* **Problem**: In the records below, find the lines that include the string "person" and report how many there are, nothing else.

* **Information**:
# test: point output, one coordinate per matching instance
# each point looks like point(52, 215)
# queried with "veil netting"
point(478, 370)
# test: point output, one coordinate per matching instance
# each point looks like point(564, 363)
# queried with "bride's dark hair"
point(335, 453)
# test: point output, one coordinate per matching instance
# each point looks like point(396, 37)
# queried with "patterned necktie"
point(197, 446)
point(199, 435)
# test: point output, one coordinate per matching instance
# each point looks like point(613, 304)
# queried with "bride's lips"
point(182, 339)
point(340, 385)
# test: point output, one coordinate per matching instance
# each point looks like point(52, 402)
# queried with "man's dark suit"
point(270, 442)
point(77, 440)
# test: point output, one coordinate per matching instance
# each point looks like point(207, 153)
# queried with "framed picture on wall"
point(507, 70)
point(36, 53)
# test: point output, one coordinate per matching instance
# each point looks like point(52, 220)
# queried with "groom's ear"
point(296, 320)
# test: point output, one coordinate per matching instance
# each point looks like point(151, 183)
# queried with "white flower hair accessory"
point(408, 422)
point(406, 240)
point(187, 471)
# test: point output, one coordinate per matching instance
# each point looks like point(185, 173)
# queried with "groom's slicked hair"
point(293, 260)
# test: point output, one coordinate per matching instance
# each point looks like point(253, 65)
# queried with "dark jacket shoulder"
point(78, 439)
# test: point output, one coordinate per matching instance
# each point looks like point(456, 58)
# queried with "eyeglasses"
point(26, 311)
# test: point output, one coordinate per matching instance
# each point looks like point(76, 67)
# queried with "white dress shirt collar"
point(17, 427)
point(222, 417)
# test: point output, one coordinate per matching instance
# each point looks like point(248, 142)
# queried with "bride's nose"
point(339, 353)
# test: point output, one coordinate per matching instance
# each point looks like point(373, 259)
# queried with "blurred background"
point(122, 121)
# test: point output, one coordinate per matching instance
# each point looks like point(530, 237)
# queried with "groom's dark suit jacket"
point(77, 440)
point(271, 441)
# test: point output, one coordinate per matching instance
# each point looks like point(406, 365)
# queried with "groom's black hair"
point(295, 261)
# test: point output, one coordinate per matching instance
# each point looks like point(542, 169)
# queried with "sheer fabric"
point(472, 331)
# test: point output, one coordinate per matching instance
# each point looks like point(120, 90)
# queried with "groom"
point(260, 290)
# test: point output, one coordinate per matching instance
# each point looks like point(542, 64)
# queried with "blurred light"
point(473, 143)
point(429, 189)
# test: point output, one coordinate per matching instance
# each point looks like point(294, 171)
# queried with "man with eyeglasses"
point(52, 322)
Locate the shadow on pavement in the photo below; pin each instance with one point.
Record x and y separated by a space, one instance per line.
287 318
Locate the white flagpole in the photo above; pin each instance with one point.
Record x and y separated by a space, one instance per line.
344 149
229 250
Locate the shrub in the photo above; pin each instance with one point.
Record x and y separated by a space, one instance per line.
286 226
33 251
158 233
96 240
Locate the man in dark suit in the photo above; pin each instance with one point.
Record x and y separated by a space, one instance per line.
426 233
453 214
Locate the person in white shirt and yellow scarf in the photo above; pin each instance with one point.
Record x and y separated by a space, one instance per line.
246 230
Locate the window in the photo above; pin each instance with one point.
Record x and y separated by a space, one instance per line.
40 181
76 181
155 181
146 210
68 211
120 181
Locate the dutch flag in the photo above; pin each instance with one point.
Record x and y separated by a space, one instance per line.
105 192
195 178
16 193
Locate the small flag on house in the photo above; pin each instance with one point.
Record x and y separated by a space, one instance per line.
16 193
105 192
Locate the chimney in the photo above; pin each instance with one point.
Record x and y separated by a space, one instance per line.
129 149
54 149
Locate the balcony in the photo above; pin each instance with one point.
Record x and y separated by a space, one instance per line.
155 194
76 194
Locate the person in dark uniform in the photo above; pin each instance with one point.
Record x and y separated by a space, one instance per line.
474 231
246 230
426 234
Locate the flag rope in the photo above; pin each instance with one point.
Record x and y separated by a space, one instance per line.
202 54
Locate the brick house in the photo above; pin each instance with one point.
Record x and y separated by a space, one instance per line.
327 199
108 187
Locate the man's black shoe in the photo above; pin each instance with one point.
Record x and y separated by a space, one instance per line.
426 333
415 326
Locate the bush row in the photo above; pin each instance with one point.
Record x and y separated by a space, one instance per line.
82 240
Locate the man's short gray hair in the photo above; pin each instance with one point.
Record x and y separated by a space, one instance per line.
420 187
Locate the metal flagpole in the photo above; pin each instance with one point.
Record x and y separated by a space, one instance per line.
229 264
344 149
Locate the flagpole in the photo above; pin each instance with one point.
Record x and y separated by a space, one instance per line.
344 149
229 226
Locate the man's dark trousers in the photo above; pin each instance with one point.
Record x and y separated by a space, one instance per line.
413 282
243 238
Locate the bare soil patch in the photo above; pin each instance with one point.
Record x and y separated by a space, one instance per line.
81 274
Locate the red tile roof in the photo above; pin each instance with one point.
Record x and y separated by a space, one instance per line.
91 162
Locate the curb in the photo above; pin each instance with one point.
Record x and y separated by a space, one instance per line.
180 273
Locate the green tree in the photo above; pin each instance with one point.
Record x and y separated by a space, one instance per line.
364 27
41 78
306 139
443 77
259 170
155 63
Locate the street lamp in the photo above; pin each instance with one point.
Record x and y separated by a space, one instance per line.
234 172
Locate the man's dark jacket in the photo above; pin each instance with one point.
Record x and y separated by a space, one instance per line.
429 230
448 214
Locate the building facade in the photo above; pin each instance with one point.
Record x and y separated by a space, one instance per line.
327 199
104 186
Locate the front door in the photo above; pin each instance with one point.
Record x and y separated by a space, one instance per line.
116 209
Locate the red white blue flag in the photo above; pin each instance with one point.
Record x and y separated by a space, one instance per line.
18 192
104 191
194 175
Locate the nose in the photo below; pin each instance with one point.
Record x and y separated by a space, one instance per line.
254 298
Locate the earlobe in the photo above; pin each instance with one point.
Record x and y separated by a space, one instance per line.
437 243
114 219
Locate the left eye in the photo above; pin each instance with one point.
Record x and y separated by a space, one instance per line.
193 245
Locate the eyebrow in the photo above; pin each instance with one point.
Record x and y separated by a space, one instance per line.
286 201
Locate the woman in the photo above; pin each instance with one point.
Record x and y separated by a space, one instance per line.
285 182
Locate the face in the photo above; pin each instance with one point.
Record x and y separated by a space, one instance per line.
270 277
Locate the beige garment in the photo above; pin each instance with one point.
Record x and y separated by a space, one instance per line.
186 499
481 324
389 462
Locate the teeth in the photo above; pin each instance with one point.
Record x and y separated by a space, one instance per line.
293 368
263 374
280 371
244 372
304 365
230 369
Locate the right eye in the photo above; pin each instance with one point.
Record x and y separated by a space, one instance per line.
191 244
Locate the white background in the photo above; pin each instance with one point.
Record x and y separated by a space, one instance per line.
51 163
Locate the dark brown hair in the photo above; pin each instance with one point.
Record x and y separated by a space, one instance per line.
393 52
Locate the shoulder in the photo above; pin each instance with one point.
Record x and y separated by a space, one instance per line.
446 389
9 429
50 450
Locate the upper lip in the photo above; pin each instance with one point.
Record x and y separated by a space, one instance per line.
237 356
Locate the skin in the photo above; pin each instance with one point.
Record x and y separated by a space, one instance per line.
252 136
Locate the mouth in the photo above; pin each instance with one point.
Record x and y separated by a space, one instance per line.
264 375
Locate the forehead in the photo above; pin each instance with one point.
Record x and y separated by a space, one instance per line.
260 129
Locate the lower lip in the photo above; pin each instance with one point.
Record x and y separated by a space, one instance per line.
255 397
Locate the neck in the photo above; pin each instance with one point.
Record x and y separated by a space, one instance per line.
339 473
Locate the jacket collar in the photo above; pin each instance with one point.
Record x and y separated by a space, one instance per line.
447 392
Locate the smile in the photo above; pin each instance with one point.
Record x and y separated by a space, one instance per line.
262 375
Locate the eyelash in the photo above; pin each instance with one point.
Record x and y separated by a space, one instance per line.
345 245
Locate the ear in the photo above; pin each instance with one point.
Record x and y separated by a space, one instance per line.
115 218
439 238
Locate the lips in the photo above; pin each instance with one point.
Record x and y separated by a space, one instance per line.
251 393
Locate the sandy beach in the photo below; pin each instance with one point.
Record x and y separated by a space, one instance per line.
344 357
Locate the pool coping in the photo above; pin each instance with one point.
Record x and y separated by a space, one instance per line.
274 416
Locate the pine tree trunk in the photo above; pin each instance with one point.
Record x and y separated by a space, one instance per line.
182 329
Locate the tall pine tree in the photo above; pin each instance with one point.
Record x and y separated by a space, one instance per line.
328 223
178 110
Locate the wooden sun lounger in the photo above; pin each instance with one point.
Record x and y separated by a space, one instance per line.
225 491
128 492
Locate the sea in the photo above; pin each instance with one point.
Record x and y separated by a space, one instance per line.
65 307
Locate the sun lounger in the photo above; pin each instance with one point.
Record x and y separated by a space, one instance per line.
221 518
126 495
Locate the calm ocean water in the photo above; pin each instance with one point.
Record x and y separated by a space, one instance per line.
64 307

* **Task solution**: 2